**Source excerpt:**

Geisha are an iconic symbol of Japanese culture and have been fascinating the world for centuries with their grace, beauty, and talent. These skilled performers and entertainers are trained in traditional Japanese arts, such as music, dance, and tea ceremony, and are often seen in Japanese attire.
Explore Poems about Geisha
- 1 A Geisha’s Beauty by Mel Reyes
- 2 Geisha Poem by Philo Yan
- 3 Geisha Poem by Khauri Teverbaugh
- 4 Buried Secrets by Iolanda Scripca
- 5 Japanese Geisha by Caryl Muzzey
- 6 An Evening with the Geisha Mineko Iwaski by Carl Scott Harker
- 7 Geisha’s Tears by Phen Weston
- 8 Silent Geisha by Mohan Chutani
- 9 As I Journey East by Debbie Guzzi
- 10 Lady of the Night by Maria Williams
- 11 FAQs
A Geisha’s Beauty by Mel Reyes
‘A Geisha’s Beauty’ by Mel Reyes is a good example of a geisha poem, as well as how the geisha tradition has inspired countless writers from all over the world to use geisha-related imagery to write poetry.
This is a poem that explores the life of a geisha, portraying her as a beautiful and skilled performer who is also trapped in a life of servitude. The last lines include:
At night all alone
The poem portrays the complexity of the geisha’s life, highlighting both her beauty and skill as a performer and her struggles as a woman trapped in a society that values her only for her ability to entertain men.
Geisha Poem by Philo Yan
This is another example of a lesser-known poem that focuses on the beauty and allure of the geisha tradition. The poem highlights the delicate features of the geisha, including her long, black hair.
The geisha is portrayed as a lady in training, learning to sing, dance, and entertain with skill and grace. These three lines are in the second stanza:
Features are so delicate,
Hair long, black as night.

**Work to be completed:**
Decide whether each statement below agrees with the text on geisha poems. For each one, answer yes or no and quote the words from the text that settle it.
1. Geisha are trained in music, dance, and tea ceremony.
2. Mel Reyes's poem presents the geisha as free from servitude.
3. Philo Yan's poem describes the geisha's hair as long and black.

Data listing
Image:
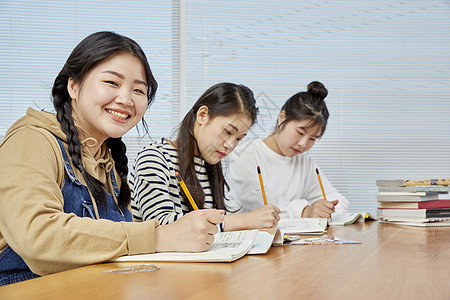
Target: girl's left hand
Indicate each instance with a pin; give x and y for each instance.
(266, 216)
(320, 209)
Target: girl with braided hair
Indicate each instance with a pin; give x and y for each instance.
(65, 197)
(289, 174)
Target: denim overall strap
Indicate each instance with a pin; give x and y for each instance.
(77, 198)
(69, 170)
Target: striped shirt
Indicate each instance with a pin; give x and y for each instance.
(155, 192)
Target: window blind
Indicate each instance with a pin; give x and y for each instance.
(385, 64)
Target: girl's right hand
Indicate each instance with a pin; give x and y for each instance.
(266, 216)
(194, 232)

**Answer to the task:**
1. Yes: "trained in traditional Japanese arts, such as music, dance, and tea ceremony"
2. No: "who is also trapped in a life of servitude"
3. Yes: "Hair long, black as night."